Count the lines in the records that contain the string “curly”, treating uppercase and lowercase letters as different, and reply with only the number.

-- Begin Material shown --

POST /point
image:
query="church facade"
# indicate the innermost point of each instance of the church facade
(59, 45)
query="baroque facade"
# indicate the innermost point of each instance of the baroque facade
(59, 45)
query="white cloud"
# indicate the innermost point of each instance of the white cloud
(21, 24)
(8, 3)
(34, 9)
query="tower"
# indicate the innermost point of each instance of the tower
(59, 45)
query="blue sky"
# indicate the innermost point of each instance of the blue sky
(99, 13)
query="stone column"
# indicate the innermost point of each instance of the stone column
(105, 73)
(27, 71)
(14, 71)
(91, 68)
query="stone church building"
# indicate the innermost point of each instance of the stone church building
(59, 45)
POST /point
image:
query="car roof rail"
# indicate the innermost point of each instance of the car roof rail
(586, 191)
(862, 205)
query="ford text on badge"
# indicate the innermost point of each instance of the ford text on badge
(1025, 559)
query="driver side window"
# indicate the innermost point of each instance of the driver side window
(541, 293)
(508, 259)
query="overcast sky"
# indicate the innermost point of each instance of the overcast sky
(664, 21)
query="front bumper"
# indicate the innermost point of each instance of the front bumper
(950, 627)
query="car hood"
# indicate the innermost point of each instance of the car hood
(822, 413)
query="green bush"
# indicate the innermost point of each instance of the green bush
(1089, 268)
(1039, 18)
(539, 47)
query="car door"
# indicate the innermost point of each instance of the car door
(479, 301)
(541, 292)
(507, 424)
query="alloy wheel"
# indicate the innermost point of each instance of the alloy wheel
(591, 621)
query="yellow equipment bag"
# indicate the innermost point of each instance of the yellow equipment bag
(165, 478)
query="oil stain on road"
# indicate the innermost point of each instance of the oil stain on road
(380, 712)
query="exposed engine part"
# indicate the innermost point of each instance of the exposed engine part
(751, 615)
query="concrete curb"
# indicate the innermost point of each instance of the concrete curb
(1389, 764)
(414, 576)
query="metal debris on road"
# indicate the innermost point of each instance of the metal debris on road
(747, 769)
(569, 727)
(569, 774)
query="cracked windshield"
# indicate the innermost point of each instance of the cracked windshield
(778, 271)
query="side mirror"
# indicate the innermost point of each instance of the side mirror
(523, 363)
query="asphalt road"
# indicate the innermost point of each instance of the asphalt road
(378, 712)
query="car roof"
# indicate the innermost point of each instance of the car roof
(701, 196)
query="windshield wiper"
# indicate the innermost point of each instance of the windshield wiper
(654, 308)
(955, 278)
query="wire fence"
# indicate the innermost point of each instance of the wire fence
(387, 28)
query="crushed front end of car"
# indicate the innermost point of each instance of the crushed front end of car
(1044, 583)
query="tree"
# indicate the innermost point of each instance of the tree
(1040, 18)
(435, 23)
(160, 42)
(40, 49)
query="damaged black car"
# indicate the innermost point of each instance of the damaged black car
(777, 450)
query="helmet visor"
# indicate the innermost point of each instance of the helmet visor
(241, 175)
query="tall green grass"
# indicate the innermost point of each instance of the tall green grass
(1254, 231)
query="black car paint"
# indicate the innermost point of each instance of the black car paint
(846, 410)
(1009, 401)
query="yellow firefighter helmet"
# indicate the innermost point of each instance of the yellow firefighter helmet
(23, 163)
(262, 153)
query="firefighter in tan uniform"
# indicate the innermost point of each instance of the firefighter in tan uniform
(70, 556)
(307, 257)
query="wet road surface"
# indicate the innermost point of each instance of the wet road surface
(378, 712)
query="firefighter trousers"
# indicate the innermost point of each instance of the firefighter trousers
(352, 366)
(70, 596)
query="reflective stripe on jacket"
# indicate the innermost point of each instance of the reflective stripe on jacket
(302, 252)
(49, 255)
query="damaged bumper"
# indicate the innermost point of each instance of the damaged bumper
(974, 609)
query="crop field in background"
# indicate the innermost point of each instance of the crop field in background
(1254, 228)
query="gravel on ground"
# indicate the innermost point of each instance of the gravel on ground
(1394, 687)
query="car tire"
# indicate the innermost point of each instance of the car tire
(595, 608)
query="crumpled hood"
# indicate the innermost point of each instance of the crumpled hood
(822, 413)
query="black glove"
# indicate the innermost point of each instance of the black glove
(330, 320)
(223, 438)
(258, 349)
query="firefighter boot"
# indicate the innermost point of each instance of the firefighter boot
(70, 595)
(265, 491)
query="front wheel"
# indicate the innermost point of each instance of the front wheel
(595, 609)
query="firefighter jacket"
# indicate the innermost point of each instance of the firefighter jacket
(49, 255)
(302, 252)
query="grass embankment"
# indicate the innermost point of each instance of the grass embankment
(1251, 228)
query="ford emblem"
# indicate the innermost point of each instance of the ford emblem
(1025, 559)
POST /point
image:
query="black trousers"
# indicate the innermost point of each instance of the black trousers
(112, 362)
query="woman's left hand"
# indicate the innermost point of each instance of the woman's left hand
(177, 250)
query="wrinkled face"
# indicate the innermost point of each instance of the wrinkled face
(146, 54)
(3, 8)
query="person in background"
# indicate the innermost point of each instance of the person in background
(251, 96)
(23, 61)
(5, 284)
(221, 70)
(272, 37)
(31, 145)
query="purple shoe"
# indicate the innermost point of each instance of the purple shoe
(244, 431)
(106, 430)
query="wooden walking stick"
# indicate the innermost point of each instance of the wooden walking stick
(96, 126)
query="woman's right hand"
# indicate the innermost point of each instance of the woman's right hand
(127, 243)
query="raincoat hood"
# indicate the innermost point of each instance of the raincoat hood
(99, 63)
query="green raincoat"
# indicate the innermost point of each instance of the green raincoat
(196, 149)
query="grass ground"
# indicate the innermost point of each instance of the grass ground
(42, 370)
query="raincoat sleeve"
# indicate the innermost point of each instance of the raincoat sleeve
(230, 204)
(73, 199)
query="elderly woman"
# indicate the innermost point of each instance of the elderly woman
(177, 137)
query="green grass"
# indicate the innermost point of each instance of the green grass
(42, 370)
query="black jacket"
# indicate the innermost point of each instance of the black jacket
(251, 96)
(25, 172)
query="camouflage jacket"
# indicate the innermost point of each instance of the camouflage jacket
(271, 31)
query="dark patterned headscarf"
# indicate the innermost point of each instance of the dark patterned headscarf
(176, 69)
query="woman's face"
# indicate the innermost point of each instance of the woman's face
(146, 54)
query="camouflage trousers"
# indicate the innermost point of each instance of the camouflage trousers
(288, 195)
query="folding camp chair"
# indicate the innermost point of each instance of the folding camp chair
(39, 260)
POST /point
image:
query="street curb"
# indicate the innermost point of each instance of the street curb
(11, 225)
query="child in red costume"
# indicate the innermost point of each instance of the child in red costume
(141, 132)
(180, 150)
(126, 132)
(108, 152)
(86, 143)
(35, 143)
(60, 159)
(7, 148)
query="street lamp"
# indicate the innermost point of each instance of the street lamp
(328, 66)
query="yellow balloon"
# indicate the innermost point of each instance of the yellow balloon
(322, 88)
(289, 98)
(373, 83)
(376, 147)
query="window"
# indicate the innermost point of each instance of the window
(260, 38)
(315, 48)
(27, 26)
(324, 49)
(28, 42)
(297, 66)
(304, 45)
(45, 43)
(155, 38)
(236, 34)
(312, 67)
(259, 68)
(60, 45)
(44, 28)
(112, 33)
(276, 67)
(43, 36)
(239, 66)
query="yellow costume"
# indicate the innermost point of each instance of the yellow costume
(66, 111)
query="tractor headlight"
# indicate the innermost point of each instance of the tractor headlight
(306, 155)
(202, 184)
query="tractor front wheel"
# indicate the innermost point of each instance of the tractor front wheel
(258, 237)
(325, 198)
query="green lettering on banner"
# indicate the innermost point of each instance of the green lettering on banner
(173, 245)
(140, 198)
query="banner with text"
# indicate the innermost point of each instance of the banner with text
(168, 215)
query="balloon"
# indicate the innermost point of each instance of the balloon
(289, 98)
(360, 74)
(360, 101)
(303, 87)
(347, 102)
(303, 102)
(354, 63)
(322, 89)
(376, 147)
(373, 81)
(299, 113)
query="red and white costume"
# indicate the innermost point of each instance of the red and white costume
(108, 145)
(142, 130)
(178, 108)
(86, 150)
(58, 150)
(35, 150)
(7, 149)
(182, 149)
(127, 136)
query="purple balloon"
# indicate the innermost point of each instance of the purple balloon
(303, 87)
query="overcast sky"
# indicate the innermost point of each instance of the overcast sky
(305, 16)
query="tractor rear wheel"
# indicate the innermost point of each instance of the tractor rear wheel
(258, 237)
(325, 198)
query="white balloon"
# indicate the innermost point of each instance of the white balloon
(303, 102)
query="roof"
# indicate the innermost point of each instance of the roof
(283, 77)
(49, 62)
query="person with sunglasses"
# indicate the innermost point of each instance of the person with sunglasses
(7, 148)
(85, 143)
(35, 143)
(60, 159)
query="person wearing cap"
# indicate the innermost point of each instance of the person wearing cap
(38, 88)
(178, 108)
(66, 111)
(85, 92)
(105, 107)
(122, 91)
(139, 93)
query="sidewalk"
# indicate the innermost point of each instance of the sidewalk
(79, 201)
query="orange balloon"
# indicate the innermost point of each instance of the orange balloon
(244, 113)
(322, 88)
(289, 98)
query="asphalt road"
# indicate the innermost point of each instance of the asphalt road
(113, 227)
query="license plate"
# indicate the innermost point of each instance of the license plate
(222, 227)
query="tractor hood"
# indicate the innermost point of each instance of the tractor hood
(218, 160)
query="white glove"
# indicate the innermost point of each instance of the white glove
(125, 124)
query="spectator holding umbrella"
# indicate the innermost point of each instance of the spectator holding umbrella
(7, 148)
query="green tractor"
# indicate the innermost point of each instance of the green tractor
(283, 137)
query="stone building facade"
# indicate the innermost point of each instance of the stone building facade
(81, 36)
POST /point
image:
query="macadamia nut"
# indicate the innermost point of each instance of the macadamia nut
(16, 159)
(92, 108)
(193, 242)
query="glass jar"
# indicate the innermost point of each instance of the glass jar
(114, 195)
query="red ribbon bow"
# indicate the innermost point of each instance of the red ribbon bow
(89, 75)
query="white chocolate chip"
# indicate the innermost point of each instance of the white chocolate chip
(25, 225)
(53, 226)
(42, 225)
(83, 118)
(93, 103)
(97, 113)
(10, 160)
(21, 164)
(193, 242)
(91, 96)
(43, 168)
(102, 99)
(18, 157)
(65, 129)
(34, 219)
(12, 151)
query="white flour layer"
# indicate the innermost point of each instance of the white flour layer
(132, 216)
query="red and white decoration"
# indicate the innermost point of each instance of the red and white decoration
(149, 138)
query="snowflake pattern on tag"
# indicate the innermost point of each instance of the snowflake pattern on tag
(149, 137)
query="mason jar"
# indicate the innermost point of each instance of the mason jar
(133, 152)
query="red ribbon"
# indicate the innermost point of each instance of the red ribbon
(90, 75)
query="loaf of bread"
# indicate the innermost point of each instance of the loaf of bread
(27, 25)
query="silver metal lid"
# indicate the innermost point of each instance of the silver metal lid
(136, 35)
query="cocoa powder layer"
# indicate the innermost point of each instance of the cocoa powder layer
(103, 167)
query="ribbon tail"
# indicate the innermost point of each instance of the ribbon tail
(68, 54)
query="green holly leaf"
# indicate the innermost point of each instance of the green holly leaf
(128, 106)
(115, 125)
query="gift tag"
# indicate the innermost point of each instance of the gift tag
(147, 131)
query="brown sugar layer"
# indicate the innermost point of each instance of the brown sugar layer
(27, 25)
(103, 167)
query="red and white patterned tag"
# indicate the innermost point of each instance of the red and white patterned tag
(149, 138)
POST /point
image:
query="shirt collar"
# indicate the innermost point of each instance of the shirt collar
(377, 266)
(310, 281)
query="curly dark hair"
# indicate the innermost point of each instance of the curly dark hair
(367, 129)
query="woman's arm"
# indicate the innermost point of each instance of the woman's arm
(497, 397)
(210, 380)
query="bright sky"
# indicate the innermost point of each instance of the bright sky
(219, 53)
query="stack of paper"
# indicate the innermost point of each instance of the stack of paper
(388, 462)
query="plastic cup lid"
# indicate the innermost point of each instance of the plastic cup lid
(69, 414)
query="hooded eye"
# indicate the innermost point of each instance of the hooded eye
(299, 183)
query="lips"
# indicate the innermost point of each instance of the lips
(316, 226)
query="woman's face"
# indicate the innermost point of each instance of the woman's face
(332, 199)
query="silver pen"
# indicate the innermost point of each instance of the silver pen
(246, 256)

-- End Material shown --

Complete response -> 2